» **Exercise brief**
How many lines in the records contain the word "white", counting only matches with the same case? Reply with the number alone.

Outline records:
──────

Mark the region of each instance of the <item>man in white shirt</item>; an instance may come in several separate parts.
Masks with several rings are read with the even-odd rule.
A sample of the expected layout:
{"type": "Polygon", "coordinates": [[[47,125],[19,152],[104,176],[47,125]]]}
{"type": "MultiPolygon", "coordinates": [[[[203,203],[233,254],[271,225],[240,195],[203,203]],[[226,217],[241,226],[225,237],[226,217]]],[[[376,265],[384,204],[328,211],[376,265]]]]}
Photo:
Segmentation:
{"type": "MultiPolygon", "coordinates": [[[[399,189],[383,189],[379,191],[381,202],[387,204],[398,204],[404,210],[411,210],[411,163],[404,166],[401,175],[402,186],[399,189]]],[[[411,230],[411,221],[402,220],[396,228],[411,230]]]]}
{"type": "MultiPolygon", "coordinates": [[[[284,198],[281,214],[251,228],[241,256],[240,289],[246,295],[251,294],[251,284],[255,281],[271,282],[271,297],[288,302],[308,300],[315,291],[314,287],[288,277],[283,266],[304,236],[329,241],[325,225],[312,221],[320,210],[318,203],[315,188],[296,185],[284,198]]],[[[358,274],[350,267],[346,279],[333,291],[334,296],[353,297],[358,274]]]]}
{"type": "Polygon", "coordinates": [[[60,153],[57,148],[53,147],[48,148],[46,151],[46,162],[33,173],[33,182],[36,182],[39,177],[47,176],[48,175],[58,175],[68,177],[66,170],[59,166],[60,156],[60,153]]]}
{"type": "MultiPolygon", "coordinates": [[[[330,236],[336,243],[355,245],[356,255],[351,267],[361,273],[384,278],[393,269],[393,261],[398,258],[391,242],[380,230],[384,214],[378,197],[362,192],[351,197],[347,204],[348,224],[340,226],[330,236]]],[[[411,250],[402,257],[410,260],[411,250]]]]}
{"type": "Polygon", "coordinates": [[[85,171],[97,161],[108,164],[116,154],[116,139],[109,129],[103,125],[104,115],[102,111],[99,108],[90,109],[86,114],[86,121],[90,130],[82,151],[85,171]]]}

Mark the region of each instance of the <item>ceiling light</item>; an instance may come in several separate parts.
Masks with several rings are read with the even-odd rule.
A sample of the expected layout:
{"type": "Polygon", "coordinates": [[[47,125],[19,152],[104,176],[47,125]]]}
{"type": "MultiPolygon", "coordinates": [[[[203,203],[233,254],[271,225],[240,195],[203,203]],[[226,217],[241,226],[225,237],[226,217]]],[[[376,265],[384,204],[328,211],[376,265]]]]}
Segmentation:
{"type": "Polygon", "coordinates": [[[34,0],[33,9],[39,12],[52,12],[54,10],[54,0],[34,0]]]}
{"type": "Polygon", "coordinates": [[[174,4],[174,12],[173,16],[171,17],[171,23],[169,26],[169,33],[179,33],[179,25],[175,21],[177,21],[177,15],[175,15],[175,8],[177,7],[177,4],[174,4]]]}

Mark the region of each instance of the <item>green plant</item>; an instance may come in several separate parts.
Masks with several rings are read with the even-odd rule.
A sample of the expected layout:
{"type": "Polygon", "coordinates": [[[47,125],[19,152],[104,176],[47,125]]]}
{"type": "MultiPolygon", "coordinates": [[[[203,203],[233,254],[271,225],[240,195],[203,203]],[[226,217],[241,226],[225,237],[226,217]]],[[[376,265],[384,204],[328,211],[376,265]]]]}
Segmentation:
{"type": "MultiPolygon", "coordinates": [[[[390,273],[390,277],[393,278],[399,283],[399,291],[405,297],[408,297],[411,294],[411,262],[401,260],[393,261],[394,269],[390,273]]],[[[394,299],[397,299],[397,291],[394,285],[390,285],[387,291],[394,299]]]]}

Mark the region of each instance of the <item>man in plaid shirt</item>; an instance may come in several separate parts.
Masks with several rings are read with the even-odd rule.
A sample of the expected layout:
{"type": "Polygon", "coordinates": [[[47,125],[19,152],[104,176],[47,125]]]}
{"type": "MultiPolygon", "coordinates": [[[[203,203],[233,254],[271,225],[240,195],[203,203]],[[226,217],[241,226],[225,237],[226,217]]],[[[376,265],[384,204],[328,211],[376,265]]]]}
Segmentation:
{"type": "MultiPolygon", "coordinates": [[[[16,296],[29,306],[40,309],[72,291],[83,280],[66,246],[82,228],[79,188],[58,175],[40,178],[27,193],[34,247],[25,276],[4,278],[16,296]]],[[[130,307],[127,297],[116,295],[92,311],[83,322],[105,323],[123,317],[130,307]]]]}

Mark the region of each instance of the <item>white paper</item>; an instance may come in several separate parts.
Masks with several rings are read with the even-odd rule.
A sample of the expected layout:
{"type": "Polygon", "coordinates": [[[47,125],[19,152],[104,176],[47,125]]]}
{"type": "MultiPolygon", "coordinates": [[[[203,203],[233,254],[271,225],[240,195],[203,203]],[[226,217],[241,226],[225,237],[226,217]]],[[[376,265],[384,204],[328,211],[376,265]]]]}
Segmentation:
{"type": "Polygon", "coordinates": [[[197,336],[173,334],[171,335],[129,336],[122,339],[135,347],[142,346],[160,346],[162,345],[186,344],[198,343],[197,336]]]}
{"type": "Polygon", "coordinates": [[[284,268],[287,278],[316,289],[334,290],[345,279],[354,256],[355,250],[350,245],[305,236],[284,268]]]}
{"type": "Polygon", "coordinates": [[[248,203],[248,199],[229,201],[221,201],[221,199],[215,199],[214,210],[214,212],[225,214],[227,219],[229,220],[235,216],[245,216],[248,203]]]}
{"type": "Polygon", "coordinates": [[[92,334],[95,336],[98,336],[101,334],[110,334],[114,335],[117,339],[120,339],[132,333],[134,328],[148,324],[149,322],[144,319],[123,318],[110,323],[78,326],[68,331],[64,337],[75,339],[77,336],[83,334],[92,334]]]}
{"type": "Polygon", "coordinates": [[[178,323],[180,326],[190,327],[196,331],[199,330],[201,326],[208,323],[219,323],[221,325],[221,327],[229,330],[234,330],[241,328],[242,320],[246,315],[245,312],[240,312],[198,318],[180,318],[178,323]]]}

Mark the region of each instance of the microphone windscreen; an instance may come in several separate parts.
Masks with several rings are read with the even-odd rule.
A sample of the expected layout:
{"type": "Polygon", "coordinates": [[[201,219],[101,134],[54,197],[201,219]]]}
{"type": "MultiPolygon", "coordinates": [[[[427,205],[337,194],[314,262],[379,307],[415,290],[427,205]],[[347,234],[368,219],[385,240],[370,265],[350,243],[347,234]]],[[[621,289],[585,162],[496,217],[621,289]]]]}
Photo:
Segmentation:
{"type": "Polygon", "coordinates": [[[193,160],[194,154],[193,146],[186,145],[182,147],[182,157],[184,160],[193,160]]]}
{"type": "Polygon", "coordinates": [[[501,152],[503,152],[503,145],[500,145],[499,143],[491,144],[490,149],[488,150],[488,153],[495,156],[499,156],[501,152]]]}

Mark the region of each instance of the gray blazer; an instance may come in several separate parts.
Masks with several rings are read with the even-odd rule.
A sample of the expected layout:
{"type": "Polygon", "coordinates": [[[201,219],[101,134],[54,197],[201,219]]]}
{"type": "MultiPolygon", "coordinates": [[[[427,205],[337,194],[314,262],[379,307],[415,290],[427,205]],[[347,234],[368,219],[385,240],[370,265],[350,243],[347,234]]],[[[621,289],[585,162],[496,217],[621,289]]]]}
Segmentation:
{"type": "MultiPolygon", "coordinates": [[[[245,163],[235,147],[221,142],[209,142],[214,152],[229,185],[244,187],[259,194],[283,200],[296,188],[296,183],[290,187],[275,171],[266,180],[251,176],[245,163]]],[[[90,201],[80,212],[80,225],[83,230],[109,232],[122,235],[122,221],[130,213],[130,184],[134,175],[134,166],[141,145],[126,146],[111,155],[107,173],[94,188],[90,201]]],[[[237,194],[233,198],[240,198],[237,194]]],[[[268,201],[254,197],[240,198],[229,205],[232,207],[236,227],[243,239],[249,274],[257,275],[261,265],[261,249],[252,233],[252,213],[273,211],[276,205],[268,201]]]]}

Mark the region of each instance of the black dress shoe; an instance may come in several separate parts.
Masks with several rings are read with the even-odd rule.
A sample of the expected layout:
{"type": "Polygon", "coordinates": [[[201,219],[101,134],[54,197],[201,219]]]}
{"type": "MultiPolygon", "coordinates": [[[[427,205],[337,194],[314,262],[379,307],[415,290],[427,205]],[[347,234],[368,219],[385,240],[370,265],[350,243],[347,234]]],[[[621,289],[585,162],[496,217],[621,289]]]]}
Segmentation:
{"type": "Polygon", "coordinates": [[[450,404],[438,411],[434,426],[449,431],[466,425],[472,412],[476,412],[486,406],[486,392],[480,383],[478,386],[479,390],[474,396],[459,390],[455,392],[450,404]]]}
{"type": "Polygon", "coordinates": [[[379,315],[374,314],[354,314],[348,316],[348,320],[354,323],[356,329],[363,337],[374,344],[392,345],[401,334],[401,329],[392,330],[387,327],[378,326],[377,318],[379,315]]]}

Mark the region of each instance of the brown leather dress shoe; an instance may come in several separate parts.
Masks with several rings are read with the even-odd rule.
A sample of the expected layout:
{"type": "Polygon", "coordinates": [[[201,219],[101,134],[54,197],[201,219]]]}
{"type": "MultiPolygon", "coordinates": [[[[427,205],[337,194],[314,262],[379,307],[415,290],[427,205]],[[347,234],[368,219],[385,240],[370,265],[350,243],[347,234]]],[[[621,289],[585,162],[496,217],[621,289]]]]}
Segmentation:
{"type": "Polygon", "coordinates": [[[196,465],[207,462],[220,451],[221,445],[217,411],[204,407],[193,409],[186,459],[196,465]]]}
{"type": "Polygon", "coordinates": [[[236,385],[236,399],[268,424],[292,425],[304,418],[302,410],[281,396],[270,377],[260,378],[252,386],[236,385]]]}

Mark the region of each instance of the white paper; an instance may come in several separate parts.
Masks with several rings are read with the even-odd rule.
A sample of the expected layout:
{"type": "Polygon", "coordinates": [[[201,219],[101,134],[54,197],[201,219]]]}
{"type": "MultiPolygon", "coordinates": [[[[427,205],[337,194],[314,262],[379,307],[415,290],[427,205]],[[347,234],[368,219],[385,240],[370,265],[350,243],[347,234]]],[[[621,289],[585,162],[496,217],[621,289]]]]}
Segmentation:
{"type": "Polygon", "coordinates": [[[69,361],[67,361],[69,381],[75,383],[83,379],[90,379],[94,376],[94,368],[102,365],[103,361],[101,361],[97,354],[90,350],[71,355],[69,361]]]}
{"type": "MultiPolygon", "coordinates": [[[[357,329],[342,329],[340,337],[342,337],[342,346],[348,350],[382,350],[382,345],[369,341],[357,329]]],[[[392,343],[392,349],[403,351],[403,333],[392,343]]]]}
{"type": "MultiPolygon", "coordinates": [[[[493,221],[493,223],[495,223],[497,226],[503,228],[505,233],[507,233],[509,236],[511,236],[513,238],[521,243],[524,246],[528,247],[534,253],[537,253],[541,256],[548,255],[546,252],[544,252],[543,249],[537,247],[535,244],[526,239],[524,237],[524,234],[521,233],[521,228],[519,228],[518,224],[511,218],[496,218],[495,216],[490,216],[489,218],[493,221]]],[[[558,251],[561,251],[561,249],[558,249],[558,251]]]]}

──────

» **Written reply**
3